### ИСХОДНЫЙ ТЕКСТ
Дискуссия, которая так и останется только на поверхности, может незаметно превратиться в занятие глупое. Ее участники начинают дурачить сами себя. Вначале даешь втянуть себя в область научной дискуссии — предполагая, что есть некая общая научная философия, к которой вы вместе причастны. Затем все сводят к сплошным деталям, к мелочам, к несущественному; и, уйдя от сути дела, сам не замечая того, ты уже признаешь истинным то, что отстаивает в споре твой оппонент.

Тем не менее, такие дискуссии, касающиеся лежащего на поверхности, на переднем плане, неизбежны и необходимы. Однако они впечатляют в философском отношении лишь тогда, когда оказываются вовлеченными в этот более глубокий спор сил, становясь языком, их выражающим, их способом сказать о себе.

### ЗАДАНИЕ
Продолжите текст о философских дискуссиях, начав сразу после его последнего предложения.

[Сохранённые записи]

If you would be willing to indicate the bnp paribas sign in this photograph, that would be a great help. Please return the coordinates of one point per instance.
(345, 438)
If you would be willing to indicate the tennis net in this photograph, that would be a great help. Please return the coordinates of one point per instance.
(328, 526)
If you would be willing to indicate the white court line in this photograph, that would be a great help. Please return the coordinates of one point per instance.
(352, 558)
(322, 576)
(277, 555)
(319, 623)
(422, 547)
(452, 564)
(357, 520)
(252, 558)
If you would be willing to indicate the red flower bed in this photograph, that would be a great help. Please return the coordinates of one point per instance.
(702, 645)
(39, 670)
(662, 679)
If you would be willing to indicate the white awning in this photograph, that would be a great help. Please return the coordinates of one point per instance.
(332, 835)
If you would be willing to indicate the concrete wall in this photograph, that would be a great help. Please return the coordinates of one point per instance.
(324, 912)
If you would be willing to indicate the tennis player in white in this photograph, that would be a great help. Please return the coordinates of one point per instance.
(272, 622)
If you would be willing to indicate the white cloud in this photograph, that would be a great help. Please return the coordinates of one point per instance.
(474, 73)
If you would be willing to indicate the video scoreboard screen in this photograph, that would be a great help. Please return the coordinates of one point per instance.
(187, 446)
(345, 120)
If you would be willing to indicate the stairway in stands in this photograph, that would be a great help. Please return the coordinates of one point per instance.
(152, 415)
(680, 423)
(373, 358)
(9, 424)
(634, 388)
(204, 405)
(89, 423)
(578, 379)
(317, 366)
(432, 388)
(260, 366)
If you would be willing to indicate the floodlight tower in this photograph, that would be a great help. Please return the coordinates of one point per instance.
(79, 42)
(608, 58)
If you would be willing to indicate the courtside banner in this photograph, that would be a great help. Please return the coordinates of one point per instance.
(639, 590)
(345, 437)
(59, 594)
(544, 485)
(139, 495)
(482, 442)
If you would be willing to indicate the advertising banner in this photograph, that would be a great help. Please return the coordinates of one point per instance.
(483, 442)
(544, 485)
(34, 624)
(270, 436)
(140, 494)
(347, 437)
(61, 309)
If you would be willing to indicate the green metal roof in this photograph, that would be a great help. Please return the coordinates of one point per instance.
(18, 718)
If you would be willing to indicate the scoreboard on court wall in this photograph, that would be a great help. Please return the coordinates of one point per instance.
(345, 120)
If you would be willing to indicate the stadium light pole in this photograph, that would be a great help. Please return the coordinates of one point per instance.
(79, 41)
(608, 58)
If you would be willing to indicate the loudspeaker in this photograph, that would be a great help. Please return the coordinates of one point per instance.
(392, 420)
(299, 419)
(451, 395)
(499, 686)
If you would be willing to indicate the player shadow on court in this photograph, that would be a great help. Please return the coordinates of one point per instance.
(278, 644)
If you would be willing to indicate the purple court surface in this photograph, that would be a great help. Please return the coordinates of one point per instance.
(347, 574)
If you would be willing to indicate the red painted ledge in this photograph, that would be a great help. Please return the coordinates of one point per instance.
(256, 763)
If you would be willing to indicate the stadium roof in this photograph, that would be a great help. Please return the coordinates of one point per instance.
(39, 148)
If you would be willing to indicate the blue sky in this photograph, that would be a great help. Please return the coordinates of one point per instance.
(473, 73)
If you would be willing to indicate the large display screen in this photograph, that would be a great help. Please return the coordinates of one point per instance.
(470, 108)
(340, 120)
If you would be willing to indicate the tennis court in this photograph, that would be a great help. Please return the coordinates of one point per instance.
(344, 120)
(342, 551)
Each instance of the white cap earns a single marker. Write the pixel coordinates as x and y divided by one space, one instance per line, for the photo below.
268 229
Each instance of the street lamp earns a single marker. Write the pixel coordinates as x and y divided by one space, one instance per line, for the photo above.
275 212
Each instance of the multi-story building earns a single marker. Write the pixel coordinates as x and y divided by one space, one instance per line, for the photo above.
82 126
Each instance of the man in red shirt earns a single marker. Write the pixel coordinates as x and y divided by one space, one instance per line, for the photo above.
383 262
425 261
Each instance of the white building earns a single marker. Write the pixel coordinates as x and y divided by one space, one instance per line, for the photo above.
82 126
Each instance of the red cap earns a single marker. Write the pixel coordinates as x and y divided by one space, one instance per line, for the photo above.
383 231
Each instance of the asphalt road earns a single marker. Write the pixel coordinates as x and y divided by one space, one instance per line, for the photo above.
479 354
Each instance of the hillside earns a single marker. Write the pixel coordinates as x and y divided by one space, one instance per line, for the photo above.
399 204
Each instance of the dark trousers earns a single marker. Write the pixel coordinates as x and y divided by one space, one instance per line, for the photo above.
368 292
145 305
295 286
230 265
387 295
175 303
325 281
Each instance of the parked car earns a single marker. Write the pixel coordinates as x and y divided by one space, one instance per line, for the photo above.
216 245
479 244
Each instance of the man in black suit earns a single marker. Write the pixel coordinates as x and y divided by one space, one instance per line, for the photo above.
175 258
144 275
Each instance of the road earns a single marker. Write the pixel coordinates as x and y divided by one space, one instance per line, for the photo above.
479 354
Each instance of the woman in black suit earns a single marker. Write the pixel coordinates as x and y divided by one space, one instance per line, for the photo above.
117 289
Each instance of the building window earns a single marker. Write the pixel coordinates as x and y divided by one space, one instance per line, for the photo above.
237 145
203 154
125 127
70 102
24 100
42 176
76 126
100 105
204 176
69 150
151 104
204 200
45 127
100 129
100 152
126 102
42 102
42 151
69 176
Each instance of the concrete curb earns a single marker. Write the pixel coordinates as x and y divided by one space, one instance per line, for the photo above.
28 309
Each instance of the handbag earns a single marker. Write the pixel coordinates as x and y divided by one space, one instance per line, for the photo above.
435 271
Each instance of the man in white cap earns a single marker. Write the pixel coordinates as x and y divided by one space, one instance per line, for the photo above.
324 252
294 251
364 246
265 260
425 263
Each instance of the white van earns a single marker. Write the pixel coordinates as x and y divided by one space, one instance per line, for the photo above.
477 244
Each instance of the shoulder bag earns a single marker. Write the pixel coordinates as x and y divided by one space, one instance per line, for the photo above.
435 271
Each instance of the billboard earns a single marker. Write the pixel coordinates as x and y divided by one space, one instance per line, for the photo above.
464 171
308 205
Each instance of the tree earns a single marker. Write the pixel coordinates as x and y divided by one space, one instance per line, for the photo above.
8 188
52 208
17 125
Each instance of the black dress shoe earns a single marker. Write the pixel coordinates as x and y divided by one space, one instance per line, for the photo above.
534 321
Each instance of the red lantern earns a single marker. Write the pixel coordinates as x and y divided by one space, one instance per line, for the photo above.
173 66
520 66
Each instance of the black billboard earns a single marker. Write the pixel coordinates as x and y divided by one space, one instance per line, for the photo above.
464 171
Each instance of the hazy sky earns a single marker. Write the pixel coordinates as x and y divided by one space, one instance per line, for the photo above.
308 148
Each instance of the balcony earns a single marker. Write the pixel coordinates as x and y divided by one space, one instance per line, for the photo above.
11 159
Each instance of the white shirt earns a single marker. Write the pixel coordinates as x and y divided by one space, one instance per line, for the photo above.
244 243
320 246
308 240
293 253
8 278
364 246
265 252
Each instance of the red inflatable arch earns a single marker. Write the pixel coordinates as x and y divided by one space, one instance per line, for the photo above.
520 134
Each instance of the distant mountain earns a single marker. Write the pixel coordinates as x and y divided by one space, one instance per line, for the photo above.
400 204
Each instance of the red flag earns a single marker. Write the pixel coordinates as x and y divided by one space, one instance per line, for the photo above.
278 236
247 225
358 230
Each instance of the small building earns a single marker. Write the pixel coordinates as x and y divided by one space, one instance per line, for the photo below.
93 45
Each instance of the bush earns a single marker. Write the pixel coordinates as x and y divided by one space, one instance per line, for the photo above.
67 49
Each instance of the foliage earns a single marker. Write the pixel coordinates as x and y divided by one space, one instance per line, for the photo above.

### ВЕРНЫЙ ОТВЕТ
Примечательна сама картина, которую представляют собой публичные философские дискуссии. Во многих случаях критикующий явно прикован к своему противнику, и тем больше, чем больше тот является творческим философом — в силу того, что первый из них незаметно дает увлечь себя на накатанный путь, которым движется мысль его противника. Так часто бывало с критикой Гегеля у гегельянцев и антигегельянцев. Критика такого рода сама по себе несущественна, как ни интересна она была бы с точки зрения историко — философской — ведь у нее нет подлинного противника. Она идет тем же путем, что и ее мнимый оппонент, находится в тех оковах, в которые он ее заковал, она вовлечена в тот же стиль мышления и невольно оказалась в плену, сама того не сознавая. В таком случае дискуссия — мнимая, сколь ни резки возражения. По существу дискуссия и не начиналась. Оказавшийся в плену, беспомощно барахтаясь, пытается вырваться, освободиться, но — напрасно.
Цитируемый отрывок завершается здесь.